Problem: Nothing but the lines below from the one that contains "of the parked" through the one that contains "of the splashing" should be retyped, exactly and including both ends. Do not include pictures.

#### Supplied records ####

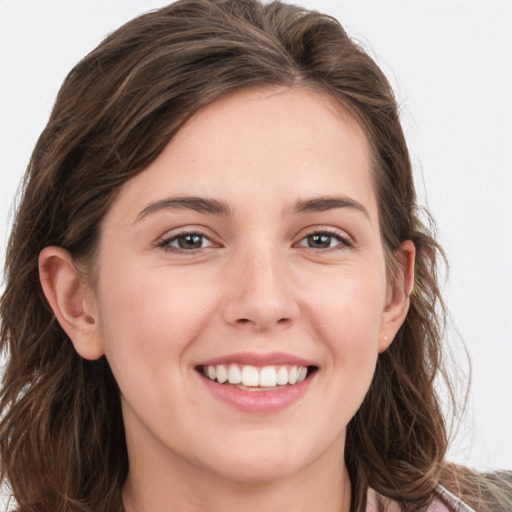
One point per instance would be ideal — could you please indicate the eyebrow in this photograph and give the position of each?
(198, 204)
(218, 207)
(325, 203)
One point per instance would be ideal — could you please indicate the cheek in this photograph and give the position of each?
(151, 317)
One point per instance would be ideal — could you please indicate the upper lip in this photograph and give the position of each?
(256, 359)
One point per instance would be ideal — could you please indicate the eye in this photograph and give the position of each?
(186, 242)
(325, 240)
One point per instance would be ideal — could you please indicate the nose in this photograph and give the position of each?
(259, 291)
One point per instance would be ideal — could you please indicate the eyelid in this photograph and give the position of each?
(168, 237)
(346, 241)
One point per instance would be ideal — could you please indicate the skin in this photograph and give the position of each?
(256, 285)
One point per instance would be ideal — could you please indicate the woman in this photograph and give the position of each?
(219, 294)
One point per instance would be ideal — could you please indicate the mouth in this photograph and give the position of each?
(257, 378)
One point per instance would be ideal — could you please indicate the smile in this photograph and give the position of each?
(255, 378)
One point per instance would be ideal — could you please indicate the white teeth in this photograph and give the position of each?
(282, 376)
(234, 374)
(222, 374)
(252, 376)
(292, 375)
(268, 377)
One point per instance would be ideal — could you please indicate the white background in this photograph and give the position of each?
(450, 62)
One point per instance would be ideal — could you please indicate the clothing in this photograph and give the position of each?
(445, 501)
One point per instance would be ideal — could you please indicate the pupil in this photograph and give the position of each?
(190, 242)
(319, 241)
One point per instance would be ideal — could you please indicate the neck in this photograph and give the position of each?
(156, 486)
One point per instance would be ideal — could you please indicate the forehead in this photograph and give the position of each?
(279, 145)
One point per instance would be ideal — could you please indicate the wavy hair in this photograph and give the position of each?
(62, 441)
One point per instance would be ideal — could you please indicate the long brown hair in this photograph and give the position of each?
(62, 441)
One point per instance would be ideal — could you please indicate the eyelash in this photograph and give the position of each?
(344, 241)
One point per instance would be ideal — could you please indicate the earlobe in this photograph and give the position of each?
(71, 301)
(399, 295)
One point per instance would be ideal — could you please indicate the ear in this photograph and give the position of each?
(398, 295)
(71, 300)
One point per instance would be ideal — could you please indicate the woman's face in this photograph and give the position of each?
(249, 249)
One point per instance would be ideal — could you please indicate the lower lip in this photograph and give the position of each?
(257, 402)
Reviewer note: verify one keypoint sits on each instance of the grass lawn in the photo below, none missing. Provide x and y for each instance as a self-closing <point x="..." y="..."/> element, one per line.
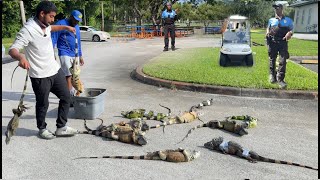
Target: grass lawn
<point x="201" y="65"/>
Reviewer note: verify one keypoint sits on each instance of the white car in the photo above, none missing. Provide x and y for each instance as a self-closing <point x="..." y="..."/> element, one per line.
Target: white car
<point x="236" y="42"/>
<point x="90" y="33"/>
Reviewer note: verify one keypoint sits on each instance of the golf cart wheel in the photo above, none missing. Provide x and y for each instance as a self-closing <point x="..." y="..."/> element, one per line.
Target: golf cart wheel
<point x="96" y="38"/>
<point x="249" y="60"/>
<point x="223" y="60"/>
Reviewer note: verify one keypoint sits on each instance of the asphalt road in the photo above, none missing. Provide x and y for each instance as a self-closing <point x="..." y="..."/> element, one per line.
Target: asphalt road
<point x="287" y="129"/>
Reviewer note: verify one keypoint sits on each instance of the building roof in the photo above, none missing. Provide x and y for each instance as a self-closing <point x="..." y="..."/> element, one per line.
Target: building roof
<point x="303" y="3"/>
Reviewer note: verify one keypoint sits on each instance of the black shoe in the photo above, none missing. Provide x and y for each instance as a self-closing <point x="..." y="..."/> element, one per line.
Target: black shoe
<point x="272" y="79"/>
<point x="282" y="84"/>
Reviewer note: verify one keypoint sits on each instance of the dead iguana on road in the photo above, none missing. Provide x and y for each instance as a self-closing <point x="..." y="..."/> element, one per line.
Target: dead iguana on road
<point x="185" y="117"/>
<point x="237" y="127"/>
<point x="122" y="132"/>
<point x="233" y="148"/>
<point x="14" y="122"/>
<point x="144" y="115"/>
<point x="177" y="155"/>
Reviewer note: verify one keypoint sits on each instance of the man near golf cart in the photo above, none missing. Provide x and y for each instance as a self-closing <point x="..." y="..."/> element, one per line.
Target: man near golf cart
<point x="279" y="31"/>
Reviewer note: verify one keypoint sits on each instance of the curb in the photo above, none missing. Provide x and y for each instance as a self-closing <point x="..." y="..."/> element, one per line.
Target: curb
<point x="138" y="74"/>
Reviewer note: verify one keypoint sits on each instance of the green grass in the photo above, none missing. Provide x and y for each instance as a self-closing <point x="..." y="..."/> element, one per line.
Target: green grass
<point x="201" y="65"/>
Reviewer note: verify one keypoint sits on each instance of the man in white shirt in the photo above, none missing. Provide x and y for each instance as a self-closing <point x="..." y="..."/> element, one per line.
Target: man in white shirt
<point x="44" y="71"/>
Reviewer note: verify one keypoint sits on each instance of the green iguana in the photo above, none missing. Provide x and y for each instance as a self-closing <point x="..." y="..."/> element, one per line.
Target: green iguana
<point x="144" y="115"/>
<point x="177" y="155"/>
<point x="14" y="122"/>
<point x="237" y="127"/>
<point x="233" y="148"/>
<point x="122" y="132"/>
<point x="249" y="120"/>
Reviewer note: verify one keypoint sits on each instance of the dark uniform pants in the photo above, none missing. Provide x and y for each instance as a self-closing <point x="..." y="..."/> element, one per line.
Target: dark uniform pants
<point x="274" y="48"/>
<point x="42" y="87"/>
<point x="169" y="28"/>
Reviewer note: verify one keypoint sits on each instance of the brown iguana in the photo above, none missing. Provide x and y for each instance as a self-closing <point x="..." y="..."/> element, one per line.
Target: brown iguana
<point x="75" y="71"/>
<point x="14" y="122"/>
<point x="185" y="117"/>
<point x="233" y="148"/>
<point x="144" y="115"/>
<point x="122" y="132"/>
<point x="237" y="127"/>
<point x="177" y="155"/>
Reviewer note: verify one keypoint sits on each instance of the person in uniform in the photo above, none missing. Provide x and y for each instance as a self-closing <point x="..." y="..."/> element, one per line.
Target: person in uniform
<point x="169" y="16"/>
<point x="279" y="31"/>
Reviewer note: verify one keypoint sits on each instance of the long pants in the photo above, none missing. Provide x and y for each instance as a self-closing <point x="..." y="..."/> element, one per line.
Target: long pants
<point x="275" y="47"/>
<point x="42" y="87"/>
<point x="169" y="28"/>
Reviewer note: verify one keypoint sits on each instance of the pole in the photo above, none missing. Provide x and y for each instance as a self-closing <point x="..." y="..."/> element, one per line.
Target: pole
<point x="102" y="22"/>
<point x="84" y="16"/>
<point x="23" y="15"/>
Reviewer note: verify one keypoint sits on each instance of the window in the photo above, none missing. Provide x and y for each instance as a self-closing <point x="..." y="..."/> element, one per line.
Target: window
<point x="297" y="17"/>
<point x="302" y="17"/>
<point x="309" y="17"/>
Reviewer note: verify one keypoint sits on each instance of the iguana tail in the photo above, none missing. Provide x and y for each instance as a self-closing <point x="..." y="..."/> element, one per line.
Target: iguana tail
<point x="264" y="159"/>
<point x="12" y="75"/>
<point x="118" y="157"/>
<point x="196" y="127"/>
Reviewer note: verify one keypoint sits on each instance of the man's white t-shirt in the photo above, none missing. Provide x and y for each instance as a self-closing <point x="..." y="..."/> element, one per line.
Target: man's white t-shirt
<point x="38" y="49"/>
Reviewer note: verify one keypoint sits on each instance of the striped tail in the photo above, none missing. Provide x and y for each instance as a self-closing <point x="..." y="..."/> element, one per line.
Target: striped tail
<point x="118" y="157"/>
<point x="196" y="127"/>
<point x="261" y="158"/>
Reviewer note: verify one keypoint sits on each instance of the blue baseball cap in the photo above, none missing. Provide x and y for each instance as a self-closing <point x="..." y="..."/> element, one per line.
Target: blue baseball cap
<point x="77" y="15"/>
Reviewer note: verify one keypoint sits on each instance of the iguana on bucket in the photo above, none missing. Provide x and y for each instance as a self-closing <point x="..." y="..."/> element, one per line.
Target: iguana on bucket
<point x="14" y="122"/>
<point x="75" y="71"/>
<point x="122" y="132"/>
<point x="177" y="155"/>
<point x="237" y="127"/>
<point x="144" y="115"/>
<point x="233" y="148"/>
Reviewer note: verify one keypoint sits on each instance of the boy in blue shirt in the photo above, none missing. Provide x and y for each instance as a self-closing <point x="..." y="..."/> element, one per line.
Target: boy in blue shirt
<point x="65" y="42"/>
<point x="279" y="31"/>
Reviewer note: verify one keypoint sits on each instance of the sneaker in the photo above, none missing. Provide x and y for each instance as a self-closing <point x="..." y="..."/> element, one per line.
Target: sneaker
<point x="66" y="131"/>
<point x="282" y="84"/>
<point x="272" y="78"/>
<point x="46" y="134"/>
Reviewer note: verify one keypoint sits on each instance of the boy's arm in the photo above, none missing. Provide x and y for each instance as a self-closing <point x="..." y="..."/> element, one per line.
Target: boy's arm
<point x="62" y="27"/>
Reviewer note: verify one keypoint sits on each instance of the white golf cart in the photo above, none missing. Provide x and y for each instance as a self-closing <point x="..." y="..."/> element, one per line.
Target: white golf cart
<point x="236" y="42"/>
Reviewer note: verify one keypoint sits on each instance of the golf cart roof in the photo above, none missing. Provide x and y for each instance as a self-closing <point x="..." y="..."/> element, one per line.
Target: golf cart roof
<point x="237" y="17"/>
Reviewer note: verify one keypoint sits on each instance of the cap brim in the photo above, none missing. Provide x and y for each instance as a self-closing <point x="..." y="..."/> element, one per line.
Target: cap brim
<point x="78" y="19"/>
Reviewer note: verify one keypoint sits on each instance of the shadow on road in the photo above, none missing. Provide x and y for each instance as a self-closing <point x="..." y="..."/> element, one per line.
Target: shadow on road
<point x="21" y="132"/>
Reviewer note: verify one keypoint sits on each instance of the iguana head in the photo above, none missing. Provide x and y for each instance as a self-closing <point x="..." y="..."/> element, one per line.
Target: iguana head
<point x="214" y="144"/>
<point x="191" y="155"/>
<point x="140" y="139"/>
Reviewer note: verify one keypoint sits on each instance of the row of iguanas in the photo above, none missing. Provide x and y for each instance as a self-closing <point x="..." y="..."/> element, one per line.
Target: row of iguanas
<point x="133" y="132"/>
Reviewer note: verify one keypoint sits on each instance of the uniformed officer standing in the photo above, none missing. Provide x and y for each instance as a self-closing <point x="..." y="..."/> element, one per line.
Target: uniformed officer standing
<point x="279" y="31"/>
<point x="168" y="17"/>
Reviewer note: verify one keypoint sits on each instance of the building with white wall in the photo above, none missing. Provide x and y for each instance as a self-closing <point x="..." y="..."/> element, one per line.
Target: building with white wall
<point x="306" y="16"/>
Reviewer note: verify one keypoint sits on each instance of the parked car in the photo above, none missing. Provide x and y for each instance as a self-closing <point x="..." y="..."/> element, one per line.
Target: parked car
<point x="90" y="33"/>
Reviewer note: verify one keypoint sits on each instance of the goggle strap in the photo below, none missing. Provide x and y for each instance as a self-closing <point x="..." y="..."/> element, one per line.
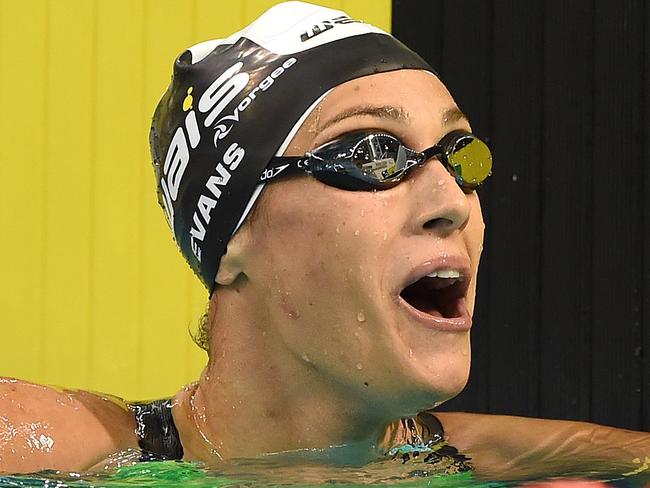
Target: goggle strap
<point x="284" y="166"/>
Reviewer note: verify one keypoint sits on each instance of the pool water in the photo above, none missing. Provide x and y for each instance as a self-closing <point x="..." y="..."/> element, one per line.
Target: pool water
<point x="254" y="473"/>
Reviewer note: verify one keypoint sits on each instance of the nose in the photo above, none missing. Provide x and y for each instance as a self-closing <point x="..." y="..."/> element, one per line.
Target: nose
<point x="441" y="206"/>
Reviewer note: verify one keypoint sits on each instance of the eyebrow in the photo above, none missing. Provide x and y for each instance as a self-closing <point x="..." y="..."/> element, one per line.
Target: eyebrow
<point x="380" y="111"/>
<point x="449" y="116"/>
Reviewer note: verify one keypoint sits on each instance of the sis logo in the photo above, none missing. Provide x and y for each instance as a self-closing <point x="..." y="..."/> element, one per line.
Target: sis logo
<point x="214" y="100"/>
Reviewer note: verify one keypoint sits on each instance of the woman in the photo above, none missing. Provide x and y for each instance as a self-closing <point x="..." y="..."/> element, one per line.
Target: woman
<point x="341" y="294"/>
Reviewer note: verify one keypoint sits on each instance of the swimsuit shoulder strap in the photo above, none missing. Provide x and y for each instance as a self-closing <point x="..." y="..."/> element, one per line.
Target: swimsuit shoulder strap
<point x="157" y="434"/>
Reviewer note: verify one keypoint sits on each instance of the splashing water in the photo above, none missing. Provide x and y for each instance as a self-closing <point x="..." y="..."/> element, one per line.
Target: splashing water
<point x="303" y="472"/>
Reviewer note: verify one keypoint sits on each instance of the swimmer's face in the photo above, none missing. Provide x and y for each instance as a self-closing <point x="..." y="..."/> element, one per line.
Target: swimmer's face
<point x="330" y="266"/>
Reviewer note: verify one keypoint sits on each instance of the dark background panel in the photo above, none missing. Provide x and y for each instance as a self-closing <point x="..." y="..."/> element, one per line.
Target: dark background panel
<point x="566" y="199"/>
<point x="645" y="222"/>
<point x="560" y="91"/>
<point x="618" y="153"/>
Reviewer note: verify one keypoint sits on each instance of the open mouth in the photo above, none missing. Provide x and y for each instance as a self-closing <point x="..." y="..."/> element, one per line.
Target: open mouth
<point x="439" y="294"/>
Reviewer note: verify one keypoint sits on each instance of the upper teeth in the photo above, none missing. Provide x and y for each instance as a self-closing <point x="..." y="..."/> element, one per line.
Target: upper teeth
<point x="445" y="273"/>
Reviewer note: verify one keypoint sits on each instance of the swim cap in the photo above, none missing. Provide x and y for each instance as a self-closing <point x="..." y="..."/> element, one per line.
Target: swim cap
<point x="235" y="103"/>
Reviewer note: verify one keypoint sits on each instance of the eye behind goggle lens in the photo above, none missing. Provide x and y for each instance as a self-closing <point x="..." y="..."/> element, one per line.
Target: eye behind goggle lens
<point x="469" y="159"/>
<point x="381" y="157"/>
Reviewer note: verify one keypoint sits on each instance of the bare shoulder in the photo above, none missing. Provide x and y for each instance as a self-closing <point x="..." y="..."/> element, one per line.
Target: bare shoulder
<point x="43" y="427"/>
<point x="517" y="446"/>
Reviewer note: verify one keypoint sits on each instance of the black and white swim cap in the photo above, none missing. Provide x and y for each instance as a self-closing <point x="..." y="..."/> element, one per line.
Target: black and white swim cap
<point x="234" y="103"/>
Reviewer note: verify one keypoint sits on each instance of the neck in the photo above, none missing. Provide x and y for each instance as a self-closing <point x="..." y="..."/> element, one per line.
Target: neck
<point x="256" y="397"/>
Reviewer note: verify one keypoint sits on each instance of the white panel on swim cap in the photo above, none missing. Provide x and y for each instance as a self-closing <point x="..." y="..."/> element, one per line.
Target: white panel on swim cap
<point x="292" y="27"/>
<point x="289" y="27"/>
<point x="202" y="49"/>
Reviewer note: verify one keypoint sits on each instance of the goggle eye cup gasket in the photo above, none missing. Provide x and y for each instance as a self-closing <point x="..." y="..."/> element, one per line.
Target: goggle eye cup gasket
<point x="378" y="161"/>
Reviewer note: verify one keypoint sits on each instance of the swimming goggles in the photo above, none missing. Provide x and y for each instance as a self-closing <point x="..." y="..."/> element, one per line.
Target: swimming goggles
<point x="378" y="161"/>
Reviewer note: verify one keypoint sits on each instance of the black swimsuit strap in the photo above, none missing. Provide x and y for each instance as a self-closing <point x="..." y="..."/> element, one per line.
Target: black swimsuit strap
<point x="157" y="434"/>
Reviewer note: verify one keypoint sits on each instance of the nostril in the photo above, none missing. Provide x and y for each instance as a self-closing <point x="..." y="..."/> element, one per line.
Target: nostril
<point x="438" y="223"/>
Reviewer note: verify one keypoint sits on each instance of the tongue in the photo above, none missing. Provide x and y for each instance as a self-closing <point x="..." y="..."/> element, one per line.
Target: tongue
<point x="426" y="296"/>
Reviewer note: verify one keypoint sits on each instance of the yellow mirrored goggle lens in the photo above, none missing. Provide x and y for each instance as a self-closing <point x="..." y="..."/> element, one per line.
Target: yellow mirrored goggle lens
<point x="471" y="160"/>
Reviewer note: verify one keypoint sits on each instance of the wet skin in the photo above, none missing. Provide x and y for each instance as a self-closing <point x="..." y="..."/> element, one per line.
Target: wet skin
<point x="323" y="343"/>
<point x="311" y="345"/>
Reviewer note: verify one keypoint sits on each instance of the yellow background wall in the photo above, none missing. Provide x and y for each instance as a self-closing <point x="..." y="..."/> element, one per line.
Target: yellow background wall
<point x="93" y="293"/>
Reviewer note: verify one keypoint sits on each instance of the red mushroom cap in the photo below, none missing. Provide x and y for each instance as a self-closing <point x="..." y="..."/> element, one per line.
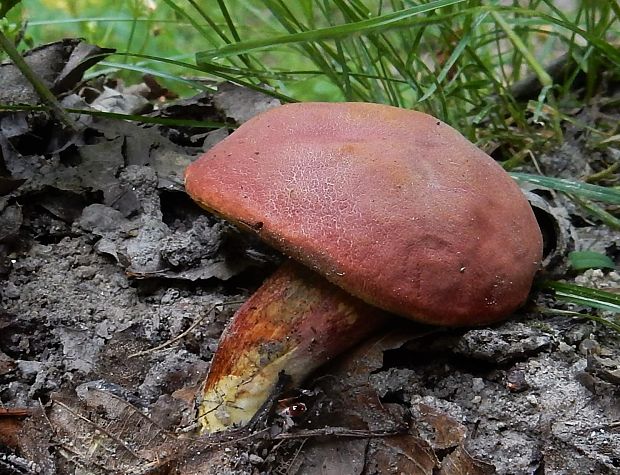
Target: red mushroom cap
<point x="392" y="205"/>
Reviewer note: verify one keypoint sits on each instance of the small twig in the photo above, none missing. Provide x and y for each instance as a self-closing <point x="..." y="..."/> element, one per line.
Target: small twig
<point x="339" y="432"/>
<point x="46" y="95"/>
<point x="186" y="332"/>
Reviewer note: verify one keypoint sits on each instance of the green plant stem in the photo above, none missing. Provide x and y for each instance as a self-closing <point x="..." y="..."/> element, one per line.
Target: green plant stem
<point x="41" y="89"/>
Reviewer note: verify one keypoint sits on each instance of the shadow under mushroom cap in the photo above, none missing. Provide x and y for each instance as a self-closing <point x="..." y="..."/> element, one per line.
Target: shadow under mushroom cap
<point x="392" y="205"/>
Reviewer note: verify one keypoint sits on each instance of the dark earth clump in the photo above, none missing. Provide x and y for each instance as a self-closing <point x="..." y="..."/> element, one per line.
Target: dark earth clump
<point x="115" y="287"/>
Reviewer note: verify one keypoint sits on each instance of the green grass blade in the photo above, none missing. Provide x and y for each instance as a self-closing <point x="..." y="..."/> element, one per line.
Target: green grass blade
<point x="583" y="295"/>
<point x="585" y="190"/>
<point x="371" y="25"/>
<point x="582" y="260"/>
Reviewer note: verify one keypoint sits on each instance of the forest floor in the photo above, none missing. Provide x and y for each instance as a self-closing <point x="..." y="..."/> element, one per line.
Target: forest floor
<point x="115" y="287"/>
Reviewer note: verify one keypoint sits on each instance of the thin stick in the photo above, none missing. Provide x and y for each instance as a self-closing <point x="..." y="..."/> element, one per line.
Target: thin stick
<point x="183" y="334"/>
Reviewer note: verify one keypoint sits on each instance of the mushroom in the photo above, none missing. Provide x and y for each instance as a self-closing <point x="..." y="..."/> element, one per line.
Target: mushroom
<point x="391" y="211"/>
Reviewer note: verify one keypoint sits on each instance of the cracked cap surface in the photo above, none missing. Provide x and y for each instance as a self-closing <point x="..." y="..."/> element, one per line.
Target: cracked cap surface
<point x="392" y="205"/>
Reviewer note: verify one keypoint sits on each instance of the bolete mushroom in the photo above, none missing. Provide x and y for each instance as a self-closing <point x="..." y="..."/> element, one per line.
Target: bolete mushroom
<point x="392" y="210"/>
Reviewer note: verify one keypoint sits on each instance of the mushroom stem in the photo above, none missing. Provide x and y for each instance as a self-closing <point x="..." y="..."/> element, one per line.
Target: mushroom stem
<point x="295" y="322"/>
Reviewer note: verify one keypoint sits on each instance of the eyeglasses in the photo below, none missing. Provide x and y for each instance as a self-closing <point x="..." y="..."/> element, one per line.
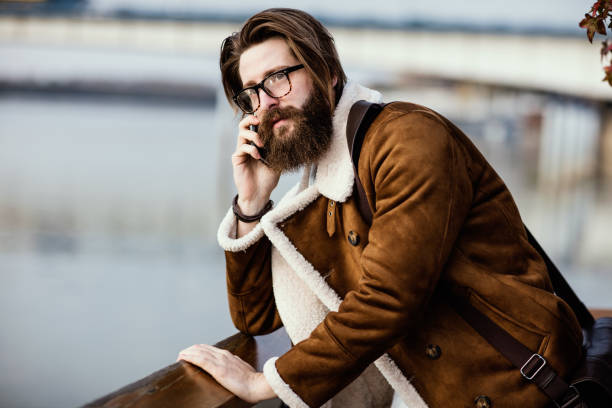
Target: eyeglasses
<point x="276" y="85"/>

####

Solution to the exercise:
Reviewer note: verify one keypoint sits on each instance of the parked car in the photo above, none missing. Provide x and y for each instance as a self-closing <point x="..." y="..."/> element, one per line.
Target: parked car
<point x="90" y="33"/>
Reviewer note: verify one keypoint sits on each instance of the goggle strap in the photo below, none missing. Provide x and y for each instance as a self-closing <point x="..." y="..."/> element, one per line.
Target: goggle strap
<point x="284" y="166"/>
Reviewer note: verify one keypoint sits on each instance of the pool water in the photo above, none missing. Provide x and y for each instance as a self-closing <point x="..." y="..."/> element, one per line.
Target: pool water
<point x="254" y="473"/>
Reviewer note: verify one keypoint sits on each instance of the nose in the photo above, none missing. Provide x and y for each instance as a self-closing <point x="..." y="..."/> element, one per line.
Target: nose
<point x="441" y="206"/>
Reviewer note: verify one keypoint sits on each instance of the eyebrow in the photo above, none missing. Provide x and y for each instance as a self-closing <point x="..." y="..."/> element, one per line.
Target: eyebrow
<point x="380" y="111"/>
<point x="449" y="116"/>
Reviewer note: verify one keypoint sits on each instance of the sis logo in the photo above, none missing. Provide x and y for each instance as a self-closing <point x="..." y="..."/> element, one per line.
Target: sis logo
<point x="214" y="100"/>
Reviewer note: verify one keypoint sits on each instance of the woman in the photo above, none missing. Provide x and y for each instance as a self-closing <point x="..." y="..."/> element, one per line.
Target: woman
<point x="341" y="294"/>
Reviewer note: verify one keypoint sits on each instance of the swimsuit shoulder strap in the photo above, none missing. Provide x and y for each instance as a self-closing <point x="..." y="..."/> element, one per line.
Target: swimsuit shoulder strap
<point x="157" y="434"/>
Reviewer note: verify one keypoint sits on each instance of the splashing water in the photo above, none missing. Provide x and y for each instance as a self-closing <point x="..." y="..."/> element, one per line.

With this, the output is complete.